• [Article]
Slavery is not "Self-Control", it's control by others.

Are humans self-domesticated or did something force us to act like slaves in our productive life?

I just read a very misguided post over at Overcoming Bias ((Funny note: A commenter informed me that I had referred to them initially as “Overwhelming Bias” which is quite an interesting Freudian slip to make 🙂 ))which surprisingly seems to be getting everything wrong and coming to the conlcusion that humans are naturally “self-domesticating themselves” for the benefit of production. I just had to take a stab at it as some of the thing I read there were just so wrong.

First of all, “self-control” here is used not as self-management but rather as self-restraint; as willingness of humans to voluntarily submit to slave-like conditions. It is a very misguiding term that implies voluntary submission to rigid organization when the truth is that the control comes from external forces, from managers and bosses and masters. Looking at it this way, makes it obvious that it’s a form of slavery.

The basic argument rests on the discoveries of economists (who else) that slave-driven production and rigid organization was “more effective” than self-managed organization and therefore “free-labour” farms had to copy this kind of organization to compete. We are also told that because firms and factories could more efficiently wield the carrot and stick, it provided a bigger incentive which eventually led to city bred humans to choose such positions while their more free brethren in the countryside starved rather than submit.

There are a lot of important things here which really throw a spanner in the way the argument has been constructed.

First of all, the carrot and stick leading to greater productivity and therefore production methods that perfected it out-competing free labour conflicts with actual Science which has shown us that the carrot and stick doesn’t work except for the most menial and repetitive jobs, of which farming isn’t. Experience has shown that self-managed (note, not “self-controlled” as the author defines it) are far more productive than managed ones.

• [Dataset excerpt]
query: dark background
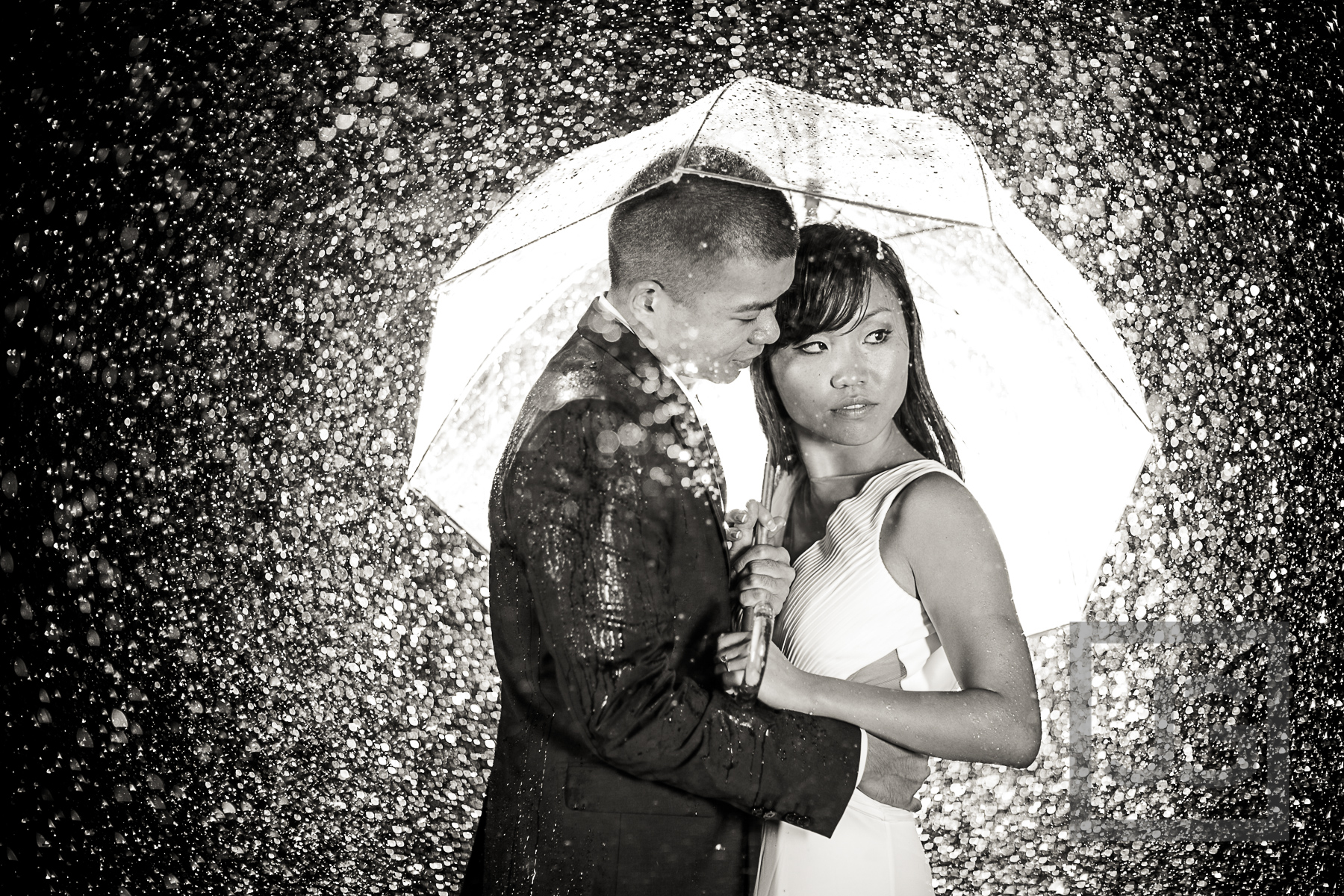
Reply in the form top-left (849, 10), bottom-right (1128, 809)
top-left (0, 0), bottom-right (1341, 896)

• [Tasks for this exercise]
(A) Answer these questions from the blog post on slavery and self-control, one per line:
(i) According to a commenter, what name did the author first mistakenly use for Overcoming Bias?
(ii) Where does the author say the control actually comes from?
(iii) For which jobs does the author say the carrot and stick works?
(B) Carry on the blog post about slavery and self-control, starting right after its final sentence.

• [Answers provided]
(A)
(i) "Overwhelming Bias"
(ii) From external forces: managers, bosses and masters.
(iii) Only the most menial and repetitive jobs.

(B)
Second, the economists doing the comparisons, as is common with economists, don’t really mention anything else of the surrounding circumstances. Why where free farmers “less productive”? Could it be that they didn’t require that they overworked themselves for the benefit of a rich white man who could then sell all that extra product on the market for his own benefit? No. Lets not get caught in the details shall we?

Third, the absurd point that:

This dramatically illustrates the huge self-control innovations that came with industry. School, propaganda, mass media, and who knows what else have greatly changed human nature, enabling a system of industrial submission and control that proud farmers and foragers simply would not tolerate – they would (and did) starve first.  In contrast, industry workers had enough self/culture-control to act as only slaves would before – working long hours in harsh alien environments, and showing up on time and doing what they were told.

This is a blatant and common reworking of history by those who would like it to say something positive about brutal and inhumane production methods. That societies somehow “evolved” towards factory production as those who did not accept it where out-competed. This ignores the very significant violence enacted from the state, the theft of a genocidal size of the common lands of farmers, forcing them to either become proletarians or starve. People did in fact NOT starve when not following factory production. They were quite capable of living “inefficiently” through their free labour. This is why they had to be forced out of it, as they would not do it voluntarily. Who would discard Self-management in favour of wage-slavery?

Finally the conclusion that workers voluntarily chose to become wage-slaves because the rewards were bigger is goes contrary to the history of the labour movement and basic psychology. Not only do humans value self-management and freedom far more than they value extra money but we have a very clear history which shows us how violence and terror was required for workers to “choose” to become wage-slaves and how, further to that, the state was all too willing to attack them when they tried to resist this process or improve their lot. There is no need to theorize randomly based on economic nonsense and lack of context. We know why humans “chose” to become wage-slaves and it definitely wasn’t for the money.

In conclusion, humans are only “self-domesticated” to the extent that those who “domesticated” humans via violence and coercion are also human. But there’s nothing voluntary in there and the sooner we discard such propaganda and realize the true history and extend of our oppression, the sooner we can get rid of it.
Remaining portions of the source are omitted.